- **PROBLEM TO SOLVE**: Copy out, exactly as given, every line from the line with "Target: raised hand" to the end of the listing, both of those lines included.

━━━━━ DATA RECORDS

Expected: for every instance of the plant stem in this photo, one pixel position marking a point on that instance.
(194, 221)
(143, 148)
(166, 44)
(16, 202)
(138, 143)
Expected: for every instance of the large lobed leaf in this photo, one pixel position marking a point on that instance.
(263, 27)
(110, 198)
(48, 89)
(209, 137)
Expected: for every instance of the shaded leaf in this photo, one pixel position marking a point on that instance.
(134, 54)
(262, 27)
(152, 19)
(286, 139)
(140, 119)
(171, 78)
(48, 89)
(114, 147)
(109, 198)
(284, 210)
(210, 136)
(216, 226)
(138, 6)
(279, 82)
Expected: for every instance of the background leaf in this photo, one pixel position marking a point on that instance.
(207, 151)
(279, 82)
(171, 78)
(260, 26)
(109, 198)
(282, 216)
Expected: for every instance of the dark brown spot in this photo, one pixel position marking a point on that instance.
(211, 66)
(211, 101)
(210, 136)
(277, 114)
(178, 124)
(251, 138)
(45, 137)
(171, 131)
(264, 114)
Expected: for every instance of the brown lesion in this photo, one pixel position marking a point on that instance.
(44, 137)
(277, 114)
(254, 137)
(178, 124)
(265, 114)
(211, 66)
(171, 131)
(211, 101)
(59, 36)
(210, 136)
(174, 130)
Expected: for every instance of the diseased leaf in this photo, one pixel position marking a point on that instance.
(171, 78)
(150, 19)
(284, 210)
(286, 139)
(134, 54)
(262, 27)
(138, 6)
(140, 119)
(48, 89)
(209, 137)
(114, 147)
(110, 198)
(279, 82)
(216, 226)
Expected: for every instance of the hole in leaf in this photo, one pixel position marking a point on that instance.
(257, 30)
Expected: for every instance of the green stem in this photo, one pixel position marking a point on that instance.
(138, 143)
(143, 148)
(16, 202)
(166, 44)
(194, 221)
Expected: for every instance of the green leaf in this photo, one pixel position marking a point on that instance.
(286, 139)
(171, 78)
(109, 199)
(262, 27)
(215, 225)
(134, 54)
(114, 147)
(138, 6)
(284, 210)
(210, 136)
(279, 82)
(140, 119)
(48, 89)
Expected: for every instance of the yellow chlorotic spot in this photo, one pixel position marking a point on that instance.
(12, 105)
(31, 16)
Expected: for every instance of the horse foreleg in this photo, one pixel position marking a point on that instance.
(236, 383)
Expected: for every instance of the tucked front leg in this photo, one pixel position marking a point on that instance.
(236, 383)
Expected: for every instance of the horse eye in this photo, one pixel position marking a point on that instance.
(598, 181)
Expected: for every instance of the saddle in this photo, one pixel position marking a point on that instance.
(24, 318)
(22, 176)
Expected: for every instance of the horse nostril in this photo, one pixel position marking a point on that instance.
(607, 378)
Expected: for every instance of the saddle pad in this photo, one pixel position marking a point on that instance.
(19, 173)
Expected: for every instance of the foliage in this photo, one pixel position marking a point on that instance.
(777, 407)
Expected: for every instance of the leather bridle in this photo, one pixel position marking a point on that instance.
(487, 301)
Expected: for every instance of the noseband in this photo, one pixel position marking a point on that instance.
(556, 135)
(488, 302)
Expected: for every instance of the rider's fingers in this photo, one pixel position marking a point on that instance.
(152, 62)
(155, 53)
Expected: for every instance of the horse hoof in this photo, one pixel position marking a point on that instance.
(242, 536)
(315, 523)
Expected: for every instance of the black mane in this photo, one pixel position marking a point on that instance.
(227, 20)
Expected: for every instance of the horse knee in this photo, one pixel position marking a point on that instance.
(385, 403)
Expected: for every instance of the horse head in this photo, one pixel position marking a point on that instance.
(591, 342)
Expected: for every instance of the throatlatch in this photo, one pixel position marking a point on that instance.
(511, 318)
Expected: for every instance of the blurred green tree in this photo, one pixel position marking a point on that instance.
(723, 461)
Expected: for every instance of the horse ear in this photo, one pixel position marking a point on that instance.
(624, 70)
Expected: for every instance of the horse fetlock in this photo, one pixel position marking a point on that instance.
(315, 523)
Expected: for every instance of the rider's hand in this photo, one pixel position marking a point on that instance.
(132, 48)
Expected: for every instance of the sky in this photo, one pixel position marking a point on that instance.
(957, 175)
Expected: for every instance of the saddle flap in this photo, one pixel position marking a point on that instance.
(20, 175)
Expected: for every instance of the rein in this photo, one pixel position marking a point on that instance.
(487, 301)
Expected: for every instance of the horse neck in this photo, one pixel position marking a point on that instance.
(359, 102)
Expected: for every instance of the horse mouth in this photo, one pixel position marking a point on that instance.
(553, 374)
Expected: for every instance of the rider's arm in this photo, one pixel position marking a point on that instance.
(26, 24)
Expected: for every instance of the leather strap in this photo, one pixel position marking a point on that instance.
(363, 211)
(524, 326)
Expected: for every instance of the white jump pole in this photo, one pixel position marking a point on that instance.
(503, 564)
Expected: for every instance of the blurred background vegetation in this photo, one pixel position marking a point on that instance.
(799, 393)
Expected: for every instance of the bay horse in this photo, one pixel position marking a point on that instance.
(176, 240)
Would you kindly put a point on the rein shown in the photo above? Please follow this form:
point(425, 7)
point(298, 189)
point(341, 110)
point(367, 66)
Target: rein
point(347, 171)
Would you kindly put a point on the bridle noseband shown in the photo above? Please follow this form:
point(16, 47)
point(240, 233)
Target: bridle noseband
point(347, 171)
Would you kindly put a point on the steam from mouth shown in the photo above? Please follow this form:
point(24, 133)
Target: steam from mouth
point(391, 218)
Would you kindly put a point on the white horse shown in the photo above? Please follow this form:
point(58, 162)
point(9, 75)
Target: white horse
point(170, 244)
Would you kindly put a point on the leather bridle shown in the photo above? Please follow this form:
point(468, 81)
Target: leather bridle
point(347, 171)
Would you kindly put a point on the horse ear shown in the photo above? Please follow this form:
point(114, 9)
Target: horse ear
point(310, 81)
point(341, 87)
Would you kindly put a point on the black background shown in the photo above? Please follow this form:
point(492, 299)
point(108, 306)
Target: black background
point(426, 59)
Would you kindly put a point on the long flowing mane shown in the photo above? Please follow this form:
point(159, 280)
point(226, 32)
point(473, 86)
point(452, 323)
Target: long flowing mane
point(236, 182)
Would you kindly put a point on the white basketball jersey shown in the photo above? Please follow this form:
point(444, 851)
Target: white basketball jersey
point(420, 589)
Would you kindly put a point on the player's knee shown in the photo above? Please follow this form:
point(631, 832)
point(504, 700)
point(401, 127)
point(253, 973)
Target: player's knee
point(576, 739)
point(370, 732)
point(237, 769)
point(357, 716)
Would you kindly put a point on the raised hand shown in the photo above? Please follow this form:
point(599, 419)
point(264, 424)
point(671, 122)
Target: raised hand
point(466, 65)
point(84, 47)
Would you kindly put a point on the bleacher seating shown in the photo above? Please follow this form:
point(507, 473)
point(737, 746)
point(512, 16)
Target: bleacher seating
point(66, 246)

━━━━━━━━━━

- **SOLUTION TO THE EXERCISE**:
Target: raised hand
point(466, 65)
point(84, 47)
Would you kindly put a point on the bleacher seating shown in the photo above? Please follow this form:
point(507, 473)
point(737, 746)
point(512, 16)
Target: bleacher seating
point(66, 246)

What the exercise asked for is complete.